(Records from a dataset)
★ ★ ★

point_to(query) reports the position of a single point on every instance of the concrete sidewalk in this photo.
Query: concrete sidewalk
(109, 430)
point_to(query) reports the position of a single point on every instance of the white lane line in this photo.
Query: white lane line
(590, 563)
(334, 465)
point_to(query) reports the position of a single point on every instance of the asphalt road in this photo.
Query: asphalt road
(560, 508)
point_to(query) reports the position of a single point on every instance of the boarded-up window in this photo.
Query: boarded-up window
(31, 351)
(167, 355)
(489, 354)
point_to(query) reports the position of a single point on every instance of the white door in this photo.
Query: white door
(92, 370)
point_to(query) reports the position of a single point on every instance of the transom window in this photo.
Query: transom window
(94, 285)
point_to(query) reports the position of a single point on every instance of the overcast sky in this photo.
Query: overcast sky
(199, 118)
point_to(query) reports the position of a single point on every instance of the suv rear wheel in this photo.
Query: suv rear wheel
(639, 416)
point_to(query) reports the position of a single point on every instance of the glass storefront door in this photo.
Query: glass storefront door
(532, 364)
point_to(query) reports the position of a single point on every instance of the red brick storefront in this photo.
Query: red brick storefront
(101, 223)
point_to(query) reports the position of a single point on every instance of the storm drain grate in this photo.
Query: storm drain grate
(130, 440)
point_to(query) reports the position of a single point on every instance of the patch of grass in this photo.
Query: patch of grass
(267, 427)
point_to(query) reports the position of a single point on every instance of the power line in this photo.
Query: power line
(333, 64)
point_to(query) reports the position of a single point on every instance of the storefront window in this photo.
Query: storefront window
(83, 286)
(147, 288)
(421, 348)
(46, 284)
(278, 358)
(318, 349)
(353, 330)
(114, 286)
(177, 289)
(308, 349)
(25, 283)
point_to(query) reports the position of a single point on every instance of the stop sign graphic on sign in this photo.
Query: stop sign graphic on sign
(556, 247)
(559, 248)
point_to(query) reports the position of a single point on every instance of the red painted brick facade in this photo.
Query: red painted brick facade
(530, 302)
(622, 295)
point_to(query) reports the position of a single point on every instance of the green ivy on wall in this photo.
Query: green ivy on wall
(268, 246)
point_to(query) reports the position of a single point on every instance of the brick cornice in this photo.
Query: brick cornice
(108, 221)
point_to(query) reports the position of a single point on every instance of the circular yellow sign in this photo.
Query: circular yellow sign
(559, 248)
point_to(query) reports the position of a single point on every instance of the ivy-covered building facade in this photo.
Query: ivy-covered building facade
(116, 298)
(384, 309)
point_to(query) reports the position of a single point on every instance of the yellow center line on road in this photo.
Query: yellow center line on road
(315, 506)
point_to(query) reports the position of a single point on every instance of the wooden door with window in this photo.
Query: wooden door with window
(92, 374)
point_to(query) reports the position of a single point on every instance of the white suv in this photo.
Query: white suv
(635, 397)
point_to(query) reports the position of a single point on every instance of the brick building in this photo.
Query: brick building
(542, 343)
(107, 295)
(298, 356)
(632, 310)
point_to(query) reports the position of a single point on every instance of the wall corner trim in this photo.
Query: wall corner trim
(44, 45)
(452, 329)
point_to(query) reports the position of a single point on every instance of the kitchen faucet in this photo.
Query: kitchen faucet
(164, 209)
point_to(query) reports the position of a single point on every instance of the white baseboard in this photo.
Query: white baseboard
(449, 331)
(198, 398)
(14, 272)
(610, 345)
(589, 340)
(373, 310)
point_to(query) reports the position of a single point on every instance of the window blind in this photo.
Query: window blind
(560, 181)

★ ★ ★

* _WHAT YOU SHOULD DO_
Produce only the lines from the line containing "Query: white lane line" through the line containing "transom window in this photo.", inclusive of both, exactly as they stand in the entries above.

* _ANSWER BOX_
Query: white lane line
(590, 563)
(334, 465)
point_to(query) reports the position of a single point on every instance of the asphalt road in this photo.
Query: asphalt road
(560, 508)
point_to(query) reports the position of a single point on every instance of the boarded-up window in this photo.
Query: boarded-up window
(31, 351)
(167, 355)
(489, 354)
point_to(query) reports the position of a single point on every instance of the white door in this photo.
Query: white door
(92, 370)
point_to(query) reports the position of a single point on every instance of the transom window in this photo.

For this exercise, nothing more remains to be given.